__Your instructions__: Where the word "point" appears in a line below, copy the whole line.

(Beginning of Supplied records)

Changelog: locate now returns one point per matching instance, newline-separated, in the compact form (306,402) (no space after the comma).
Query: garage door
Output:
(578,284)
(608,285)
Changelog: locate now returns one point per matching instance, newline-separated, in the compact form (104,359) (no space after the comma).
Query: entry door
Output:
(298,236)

(End of Supplied records)
(Beginning of Supplied records)

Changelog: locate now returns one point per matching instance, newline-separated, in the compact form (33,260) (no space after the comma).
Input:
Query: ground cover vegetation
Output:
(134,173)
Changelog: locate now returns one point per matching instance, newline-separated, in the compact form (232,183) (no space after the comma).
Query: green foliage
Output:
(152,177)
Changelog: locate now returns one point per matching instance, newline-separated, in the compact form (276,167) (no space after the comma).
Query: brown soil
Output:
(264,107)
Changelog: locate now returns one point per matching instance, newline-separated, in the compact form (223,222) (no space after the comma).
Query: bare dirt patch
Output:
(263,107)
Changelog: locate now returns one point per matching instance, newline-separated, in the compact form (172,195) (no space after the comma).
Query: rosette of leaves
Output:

(End of Supplied records)

__Your solution__:
Changelog: locate now returns one point per matching instance, newline-separated, in the compact form (306,402) (no space after the comma).
Changelog: locate now returns one point per matching instance, newline-separated, in the compact form (104,359) (no space after the comma).
Changelog: locate now returns one point per matching instance, newline-separated, in the compact form (33,260) (no space after the comma).
Changelog: locate now returns one point per matching instance, newline-separated, in the compact form (232,183) (no space after the comma).
Changelog: locate now returns one point per matching instance, newline-separated, in the compact form (276,167) (no space after the comma).
Changelog: locate now returns one point per matching instance, newline-separated, in the compact form (223,222) (no space after the comma).
Changelog: locate now returns one point per matching instance, newline-separated, in the compact form (172,195) (no space after the comma).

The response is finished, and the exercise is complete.